- **Directions**
Using the entries below, output exactly the line containing "Mark the white" and all lines that follow it to the end.

::: Supplied data

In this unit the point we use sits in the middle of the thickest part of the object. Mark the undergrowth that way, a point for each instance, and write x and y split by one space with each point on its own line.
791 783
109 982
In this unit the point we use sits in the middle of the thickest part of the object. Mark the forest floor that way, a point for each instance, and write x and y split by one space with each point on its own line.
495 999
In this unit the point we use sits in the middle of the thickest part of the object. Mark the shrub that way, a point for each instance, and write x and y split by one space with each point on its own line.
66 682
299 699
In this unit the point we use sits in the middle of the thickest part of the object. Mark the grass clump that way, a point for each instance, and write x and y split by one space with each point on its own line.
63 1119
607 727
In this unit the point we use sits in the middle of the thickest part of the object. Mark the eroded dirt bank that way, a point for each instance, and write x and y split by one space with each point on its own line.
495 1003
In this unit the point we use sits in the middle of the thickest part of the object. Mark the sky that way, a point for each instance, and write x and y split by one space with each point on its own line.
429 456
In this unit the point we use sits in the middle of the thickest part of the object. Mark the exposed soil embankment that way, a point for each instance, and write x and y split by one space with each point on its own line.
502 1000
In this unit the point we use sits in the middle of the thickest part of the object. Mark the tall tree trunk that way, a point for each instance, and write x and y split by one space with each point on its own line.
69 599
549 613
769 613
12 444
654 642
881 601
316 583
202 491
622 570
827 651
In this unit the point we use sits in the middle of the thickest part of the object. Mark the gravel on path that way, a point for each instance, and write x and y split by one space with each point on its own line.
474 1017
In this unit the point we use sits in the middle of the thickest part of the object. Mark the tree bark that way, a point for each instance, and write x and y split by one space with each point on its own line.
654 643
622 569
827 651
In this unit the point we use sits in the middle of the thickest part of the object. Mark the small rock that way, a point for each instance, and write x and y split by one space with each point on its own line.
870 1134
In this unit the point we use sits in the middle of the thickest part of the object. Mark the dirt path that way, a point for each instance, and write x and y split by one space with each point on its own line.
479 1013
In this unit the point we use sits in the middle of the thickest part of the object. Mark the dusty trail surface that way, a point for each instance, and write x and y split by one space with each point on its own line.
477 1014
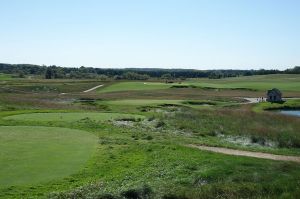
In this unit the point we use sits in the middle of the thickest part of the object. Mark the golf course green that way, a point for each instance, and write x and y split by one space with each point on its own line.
35 154
70 117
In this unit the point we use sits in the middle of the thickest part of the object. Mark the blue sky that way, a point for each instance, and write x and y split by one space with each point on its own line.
201 34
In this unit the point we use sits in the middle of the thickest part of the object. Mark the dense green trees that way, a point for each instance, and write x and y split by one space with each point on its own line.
54 72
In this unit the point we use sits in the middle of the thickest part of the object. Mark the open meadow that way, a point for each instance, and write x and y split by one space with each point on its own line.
136 139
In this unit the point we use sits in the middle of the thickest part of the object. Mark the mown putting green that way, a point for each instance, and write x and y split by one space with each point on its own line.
70 117
35 154
143 102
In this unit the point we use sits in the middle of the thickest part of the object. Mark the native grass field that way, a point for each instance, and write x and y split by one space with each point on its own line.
133 139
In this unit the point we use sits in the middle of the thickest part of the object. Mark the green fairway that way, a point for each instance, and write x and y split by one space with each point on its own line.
130 86
70 117
5 76
34 154
259 82
143 102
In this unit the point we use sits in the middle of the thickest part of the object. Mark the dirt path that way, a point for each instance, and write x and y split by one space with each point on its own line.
91 89
247 153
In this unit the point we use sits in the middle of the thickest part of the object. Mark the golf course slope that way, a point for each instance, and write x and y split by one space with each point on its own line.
35 154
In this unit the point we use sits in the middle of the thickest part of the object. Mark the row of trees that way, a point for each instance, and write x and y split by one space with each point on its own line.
54 72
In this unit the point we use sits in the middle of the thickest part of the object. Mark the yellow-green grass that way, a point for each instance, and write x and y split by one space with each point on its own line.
70 117
142 102
288 104
154 102
259 82
35 154
5 76
133 86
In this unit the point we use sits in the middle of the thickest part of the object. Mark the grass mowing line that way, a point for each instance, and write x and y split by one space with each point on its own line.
134 86
247 153
70 117
36 154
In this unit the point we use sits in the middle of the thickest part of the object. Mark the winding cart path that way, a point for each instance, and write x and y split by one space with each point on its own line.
247 153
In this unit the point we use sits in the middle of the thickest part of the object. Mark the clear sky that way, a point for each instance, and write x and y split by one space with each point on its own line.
201 34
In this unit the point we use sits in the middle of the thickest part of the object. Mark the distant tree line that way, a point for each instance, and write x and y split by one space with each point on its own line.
56 72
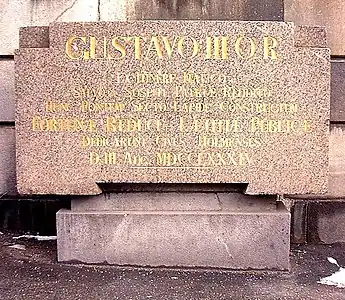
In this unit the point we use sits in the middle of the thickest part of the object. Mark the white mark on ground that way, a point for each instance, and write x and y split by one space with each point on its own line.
337 279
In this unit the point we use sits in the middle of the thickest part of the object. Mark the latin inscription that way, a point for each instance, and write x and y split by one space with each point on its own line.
154 117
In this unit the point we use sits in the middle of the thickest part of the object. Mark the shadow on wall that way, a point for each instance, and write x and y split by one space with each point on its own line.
31 216
245 10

::::::

- **Result**
In this unit the point we use sits in the middle of the thickest part of the object. Mark the white mark on ground that way, a point for each instance, and write x and y split by one space with each point on its own line.
337 279
In this unit the point we use sits in the middle of the thickest part of the object. Mark the latin inscription that way, a point for each instance, and write x and y split by one space with each point on its own line.
154 117
In this unit the point we use sits in the middle of the thickest part of the object. Mark the shadow on wall that way, a point for each instance, and write x and y split by one space with each point on its own line.
31 216
245 10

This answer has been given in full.